-- START OF MATERIAL FOR THIS TASK --
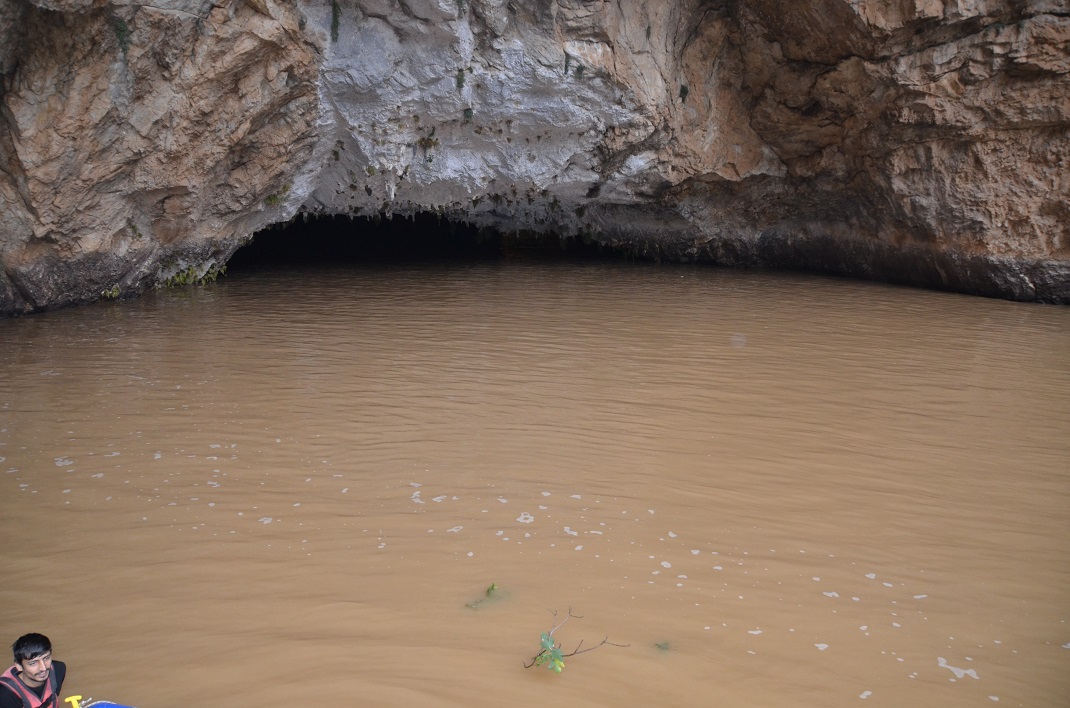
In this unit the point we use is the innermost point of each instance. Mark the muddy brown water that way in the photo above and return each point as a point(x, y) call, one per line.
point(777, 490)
-- END OF MATERIAL FOR THIS TASK --
-- START OF MATERIAL FOR THIS TASK --
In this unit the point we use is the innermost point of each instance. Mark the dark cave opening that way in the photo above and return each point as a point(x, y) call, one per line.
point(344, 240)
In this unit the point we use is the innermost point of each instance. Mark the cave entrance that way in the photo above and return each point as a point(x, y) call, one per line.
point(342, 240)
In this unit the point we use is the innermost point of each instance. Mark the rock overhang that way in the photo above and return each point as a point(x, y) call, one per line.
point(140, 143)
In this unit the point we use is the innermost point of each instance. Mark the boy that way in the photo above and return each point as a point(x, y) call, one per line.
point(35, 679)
-- END OF MATERIAL FOR THIS TASK --
EXERCISE DETAILS: Copy the lines starting with the line containing "Mark the muddy" and going on through the line containing "point(777, 490)", swapping "innermost" for "central" and keeping everything else the same.

WRITTEN RESPONSE:
In this unit the point we use is the central point of each instance. Mark the muddy brown water that way in the photo above and return each point as a point(x, y) call, one per line.
point(777, 490)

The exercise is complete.